Answer these from the news roundup below:
(a) Amid which two wars did the president address the nation from the Oval Office?
(b) How many local Muslims and Jews has NewGround helped?
(c) Which state does Rep. Steve Scalise represent?

- PAGE EXTRACT -
========

Nation & world news – at a glance – for Sunday, October 22, 2023
Will the Middle East war change voters’ views of Biden?
Will the Middle East war change voters’ views of Biden?
When President Joe Biden addressed the nation from the Oval Office this past week, he presented himself as a world leader during a moment of peril amid wars in Ukraine and Israel. Biden’s forceful proclamation has given Democrats hope that he can persuade skeptical voters to view him in a new light. But strategists from both parties said that even if Biden successfully steers his country through the latest international crisis, any political lift that he might enjoy could be short-lived. Perceptions of a bad economy have continued to drag down his reelection prospects, and domestic concerns historically supersede foreign policy in American presidential contests.
One Jew, one Muslim and a friendship tested by war
On Oct. 15, the war between Israel and Hamas was well underway as Aziza Hasan, a devout Muslim, and Andrea Hodos, a devout Jew, sat at a park 6 miles west of downtown Los Angeles. A circle of Jews and Muslims surrounded them. Everyone on hand was part of NewGround, a nonprofit fellowship program that has helped more than 500 local Muslims and Jews learn to listen, disagree, empathize with one another — and become friends. Hasan and Hodos’ close friendship signals that the ties that bind adherents of Judaism and Islam can remain strong, even as the war pitting people of their faiths against one another rages.
After Jordan fralls, House Republicans ask who, and what, is next
Rep. Jim Jordan was brought down by the revolt of the rule followers. Withstanding intense pressure, a solid bloc of more mainstream Republicans with a desire to legislate rather than blow things up pulled the party in their direction. They believed installing Jordan, a hard-right Ohioan and political brawler, would reward colleagues who had played dirty in unseating Speaker Kevin McCarthy and undermining the candidacy of Rep. Steve Scalise of Louisiana. But the decision to clean the slate and start anew by trying again to choose a speaker beginning Monday has not stemmed the Republican chaos. There are deep ideological differences among House Republicans that must be bridged somehow.

========

- RAW RECORDS -

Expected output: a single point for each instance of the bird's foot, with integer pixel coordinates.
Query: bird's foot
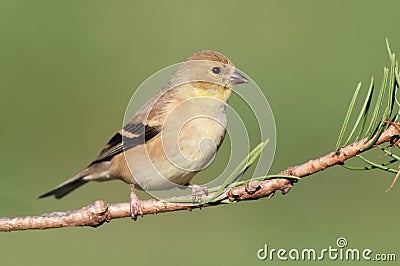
(136, 206)
(197, 193)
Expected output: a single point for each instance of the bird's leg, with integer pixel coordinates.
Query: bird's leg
(136, 206)
(197, 192)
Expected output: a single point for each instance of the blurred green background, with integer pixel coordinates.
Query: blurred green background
(68, 69)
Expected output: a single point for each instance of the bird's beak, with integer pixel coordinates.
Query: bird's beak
(237, 78)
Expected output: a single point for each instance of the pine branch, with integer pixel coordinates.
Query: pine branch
(100, 211)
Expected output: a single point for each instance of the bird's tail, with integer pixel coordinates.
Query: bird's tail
(96, 172)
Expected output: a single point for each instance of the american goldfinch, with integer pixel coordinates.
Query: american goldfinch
(173, 136)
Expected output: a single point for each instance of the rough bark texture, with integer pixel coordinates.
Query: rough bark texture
(99, 212)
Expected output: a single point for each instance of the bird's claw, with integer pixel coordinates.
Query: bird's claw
(197, 193)
(136, 206)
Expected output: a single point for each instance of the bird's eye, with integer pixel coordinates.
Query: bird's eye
(216, 70)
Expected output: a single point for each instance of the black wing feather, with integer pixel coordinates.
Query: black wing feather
(118, 143)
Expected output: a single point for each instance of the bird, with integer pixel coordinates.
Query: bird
(175, 135)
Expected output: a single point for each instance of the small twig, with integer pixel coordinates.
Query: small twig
(99, 212)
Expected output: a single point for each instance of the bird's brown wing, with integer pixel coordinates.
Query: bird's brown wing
(132, 135)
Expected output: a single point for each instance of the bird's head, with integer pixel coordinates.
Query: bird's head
(213, 67)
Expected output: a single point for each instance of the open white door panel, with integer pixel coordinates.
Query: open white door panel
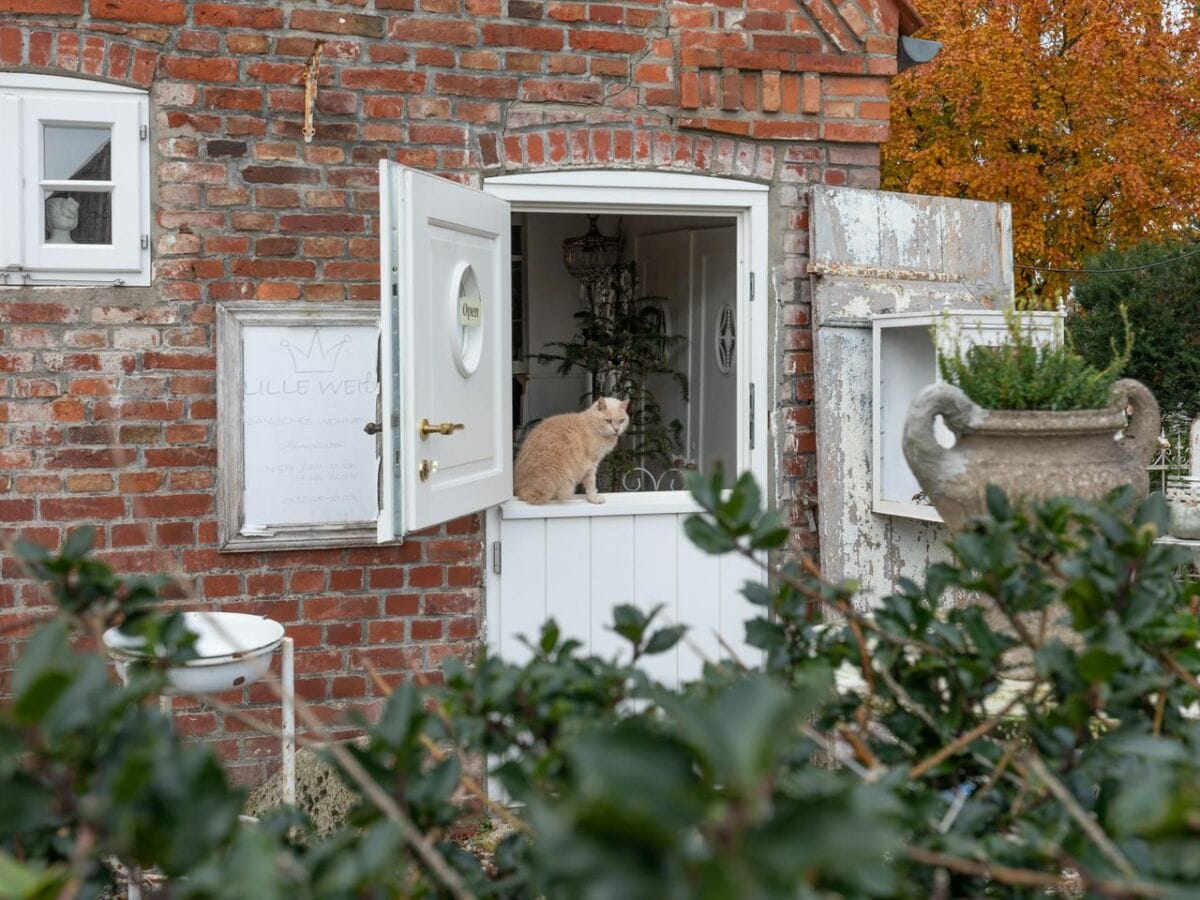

========

- THE SOLUTION -
(a) The wars in Ukraine and Israel.
(b) More than 500.
(c) Louisiana.